TASK BRIEF: The response must restate the data exactly, with nothing left out.

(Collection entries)
:::

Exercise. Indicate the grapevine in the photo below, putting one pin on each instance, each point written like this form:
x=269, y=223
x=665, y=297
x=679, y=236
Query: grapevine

:::

SOLVED EXERCISE:
Exercise. Indicate the grapevine in the photo below, putting one pin on each instance, each point written like this form:
x=269, y=223
x=665, y=297
x=679, y=236
Query: grapevine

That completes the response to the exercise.